Task details: Would you please give every entry again exactly, without the pictures?

(Records from a data collection)
◆ ◆ ◆ ◆
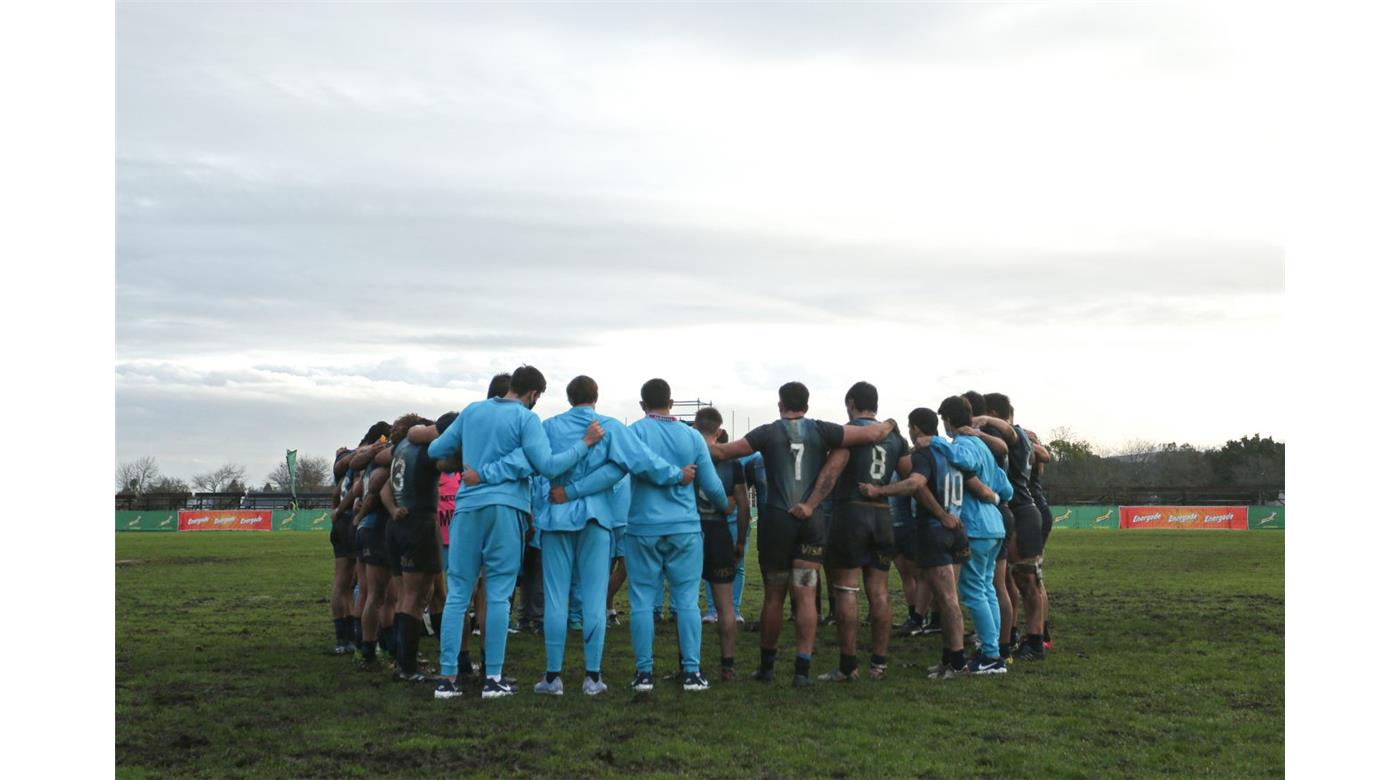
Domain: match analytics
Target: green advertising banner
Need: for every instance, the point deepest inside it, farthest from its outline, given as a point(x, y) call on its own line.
point(1085, 517)
point(153, 520)
point(301, 520)
point(1266, 517)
◆ ◆ ◆ ◆
Reply to the task:
Domain: match analytics
Target: green advertising banner
Need: for every instance, the point deepest inside it, farthest from its outline, given as a point(x, y) call on its own line.
point(1085, 517)
point(153, 520)
point(301, 520)
point(1266, 517)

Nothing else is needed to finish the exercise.